● **REQUIRED WORK**
Omit the pictures while printing every entry below exactly as given.

● **AVAILABLE DATA**
▼

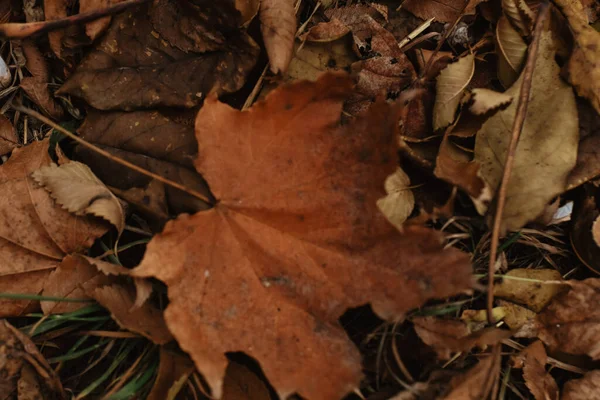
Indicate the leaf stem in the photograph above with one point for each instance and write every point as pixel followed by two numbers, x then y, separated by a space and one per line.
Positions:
pixel 106 154
pixel 518 123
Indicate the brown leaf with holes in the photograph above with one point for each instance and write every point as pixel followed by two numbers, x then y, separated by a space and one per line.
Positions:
pixel 450 336
pixel 571 322
pixel 533 361
pixel 441 10
pixel 287 255
pixel 144 52
pixel 23 370
pixel 37 233
pixel 585 388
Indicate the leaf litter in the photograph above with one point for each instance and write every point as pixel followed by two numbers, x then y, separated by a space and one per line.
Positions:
pixel 316 230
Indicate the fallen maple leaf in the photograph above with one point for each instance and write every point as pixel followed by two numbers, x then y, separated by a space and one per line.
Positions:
pixel 441 10
pixel 278 27
pixel 75 187
pixel 165 63
pixel 547 149
pixel 533 361
pixel 585 388
pixel 449 336
pixel 295 239
pixel 571 322
pixel 583 68
pixel 37 233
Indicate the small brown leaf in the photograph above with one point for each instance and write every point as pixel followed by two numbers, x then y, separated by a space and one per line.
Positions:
pixel 571 322
pixel 534 295
pixel 278 27
pixel 533 361
pixel 449 336
pixel 75 187
pixel 540 172
pixel 586 388
pixel 451 84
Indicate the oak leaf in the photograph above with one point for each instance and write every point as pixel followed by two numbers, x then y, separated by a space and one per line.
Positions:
pixel 547 147
pixel 571 322
pixel 164 63
pixel 37 233
pixel 294 240
pixel 584 388
pixel 278 27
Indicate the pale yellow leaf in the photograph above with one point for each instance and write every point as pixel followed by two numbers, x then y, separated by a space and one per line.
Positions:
pixel 547 149
pixel 400 201
pixel 278 27
pixel 451 84
pixel 75 187
pixel 485 100
pixel 511 51
pixel 531 292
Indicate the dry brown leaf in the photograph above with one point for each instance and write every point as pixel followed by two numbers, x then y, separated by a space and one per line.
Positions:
pixel 399 202
pixel 511 51
pixel 534 295
pixel 158 142
pixel 476 382
pixel 539 382
pixel 451 84
pixel 242 384
pixel 171 369
pixel 23 370
pixel 299 248
pixel 586 388
pixel 583 67
pixel 540 172
pixel 164 63
pixel 441 10
pixel 571 322
pixel 485 101
pixel 450 336
pixel 146 320
pixel 75 187
pixel 8 137
pixel 278 27
pixel 37 233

▲

● **PROBLEM SOLUTION**
Indicate the leaf stem in the photograph above with one point for each instance and write every point as pixel followed by two numbers, x then y, separated by a space and one per line.
Positions:
pixel 106 154
pixel 518 123
Indicate the brown leaf with holes in the photograph above with one point for each instance and write every point as pixel followed by two numbers, x then y, separated by a space and one per line.
Positions:
pixel 450 336
pixel 571 322
pixel 533 361
pixel 441 10
pixel 287 255
pixel 144 52
pixel 23 370
pixel 37 233
pixel 585 388
Indicate the leaf litter in the photograph above with one point for each instance and write every point as pixel followed by two numbers, x then y, separated by a space and one per line.
Positions:
pixel 316 230
Indicate the fallen maple leaf in the photograph above with one point for each instance and write every point as pixel followed by two numbers, x then y, separated by a space and one per line.
Positions:
pixel 441 10
pixel 278 27
pixel 75 187
pixel 165 63
pixel 547 149
pixel 533 361
pixel 585 388
pixel 449 336
pixel 295 239
pixel 571 322
pixel 583 68
pixel 37 233
Indicate the small brown leaf in the photograph above with one point for each instance and write every point as pixel followed by two numbers, x then y, separated by a space and one per line.
Positions:
pixel 571 322
pixel 534 295
pixel 278 27
pixel 533 361
pixel 449 336
pixel 75 187
pixel 540 172
pixel 586 388
pixel 451 84
Indicate the oak leaf in the photograph above with one point for each instance and write every point as pixel followed by two numbers, x then y, separated by a space and one per line.
Positions:
pixel 547 147
pixel 571 322
pixel 164 63
pixel 37 233
pixel 294 240
pixel 584 388
pixel 278 27
Indicate the pale yellow leaf in the photograph above with one point for each instance and write every point as pixel followed by two numbers, x then y, separated by a space and one per line.
Positions:
pixel 547 149
pixel 400 201
pixel 278 27
pixel 451 84
pixel 75 187
pixel 485 100
pixel 511 51
pixel 531 292
Indicate the dry brown leaf in the photograph above with one point for each instance and write every point as pixel followed by two numbers, x then y, separated by a space and one per line.
Positions:
pixel 399 202
pixel 511 51
pixel 534 295
pixel 158 142
pixel 476 382
pixel 539 382
pixel 451 84
pixel 242 384
pixel 171 369
pixel 23 370
pixel 299 248
pixel 586 388
pixel 583 67
pixel 540 172
pixel 164 63
pixel 441 10
pixel 571 322
pixel 485 101
pixel 450 336
pixel 146 320
pixel 75 187
pixel 8 137
pixel 278 27
pixel 37 233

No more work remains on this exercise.